-- TASK DETAILS --
For the records that follow, please set down exactly the lines between the one holding "label: spruce tree" and the one holding "label: conifer foliage", inclusive, and only those.

DATA SUPPLIED section start

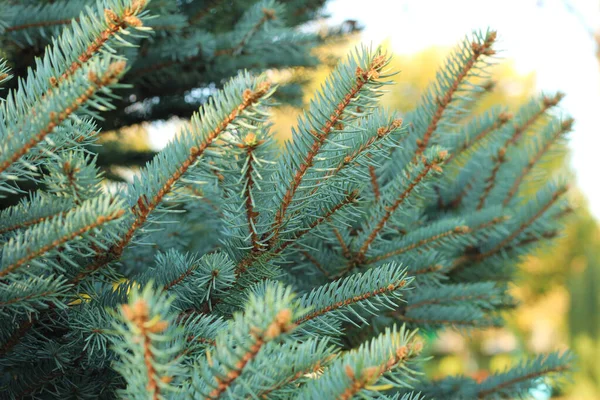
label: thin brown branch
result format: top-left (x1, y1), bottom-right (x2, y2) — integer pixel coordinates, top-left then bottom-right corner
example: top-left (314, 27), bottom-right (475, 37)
top-left (255, 362), bottom-right (323, 399)
top-left (451, 229), bottom-right (560, 271)
top-left (507, 93), bottom-right (564, 147)
top-left (368, 166), bottom-right (381, 201)
top-left (394, 313), bottom-right (488, 327)
top-left (405, 293), bottom-right (493, 311)
top-left (5, 18), bottom-right (76, 33)
top-left (299, 250), bottom-right (330, 277)
top-left (58, 4), bottom-right (146, 84)
top-left (333, 228), bottom-right (352, 259)
top-left (411, 264), bottom-right (444, 276)
top-left (0, 318), bottom-right (36, 356)
top-left (331, 119), bottom-right (402, 180)
top-left (164, 265), bottom-right (197, 291)
top-left (0, 291), bottom-right (55, 307)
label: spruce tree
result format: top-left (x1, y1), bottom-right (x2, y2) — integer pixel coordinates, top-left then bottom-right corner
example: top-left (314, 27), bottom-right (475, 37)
top-left (0, 1), bottom-right (573, 399)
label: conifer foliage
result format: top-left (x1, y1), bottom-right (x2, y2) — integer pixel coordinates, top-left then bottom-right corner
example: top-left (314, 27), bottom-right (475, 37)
top-left (0, 0), bottom-right (573, 399)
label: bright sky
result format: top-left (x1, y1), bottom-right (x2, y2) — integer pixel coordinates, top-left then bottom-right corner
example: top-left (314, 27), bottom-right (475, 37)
top-left (325, 0), bottom-right (600, 218)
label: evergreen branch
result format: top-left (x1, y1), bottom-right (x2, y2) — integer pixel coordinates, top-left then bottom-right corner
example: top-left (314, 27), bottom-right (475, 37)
top-left (476, 148), bottom-right (505, 210)
top-left (503, 118), bottom-right (573, 205)
top-left (254, 361), bottom-right (324, 399)
top-left (395, 308), bottom-right (497, 329)
top-left (74, 76), bottom-right (272, 283)
top-left (411, 263), bottom-right (445, 276)
top-left (297, 325), bottom-right (422, 399)
top-left (0, 275), bottom-right (70, 315)
top-left (205, 317), bottom-right (282, 398)
top-left (477, 185), bottom-right (568, 260)
top-left (507, 93), bottom-right (564, 146)
top-left (415, 31), bottom-right (496, 157)
top-left (477, 93), bottom-right (563, 209)
top-left (295, 263), bottom-right (410, 326)
top-left (270, 50), bottom-right (388, 246)
top-left (0, 196), bottom-right (125, 278)
top-left (121, 83), bottom-right (269, 246)
top-left (193, 283), bottom-right (300, 399)
top-left (327, 118), bottom-right (403, 180)
top-left (447, 80), bottom-right (496, 125)
top-left (0, 60), bottom-right (126, 176)
top-left (356, 150), bottom-right (447, 263)
top-left (43, 151), bottom-right (103, 204)
top-left (215, 6), bottom-right (278, 57)
top-left (366, 225), bottom-right (470, 265)
top-left (451, 229), bottom-right (560, 271)
top-left (56, 1), bottom-right (147, 83)
top-left (120, 300), bottom-right (168, 399)
top-left (0, 194), bottom-right (72, 237)
top-left (405, 282), bottom-right (500, 311)
top-left (113, 284), bottom-right (184, 400)
top-left (444, 111), bottom-right (512, 165)
top-left (474, 352), bottom-right (572, 399)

DATA SUPPLIED section end

-- TASK OUTPUT --
label: spruce tree
result format: top-left (x1, y1), bottom-right (x2, y2) — integer pixel coordinates, top-left then bottom-right corner
example: top-left (314, 27), bottom-right (475, 37)
top-left (0, 1), bottom-right (573, 399)
label: conifer foliage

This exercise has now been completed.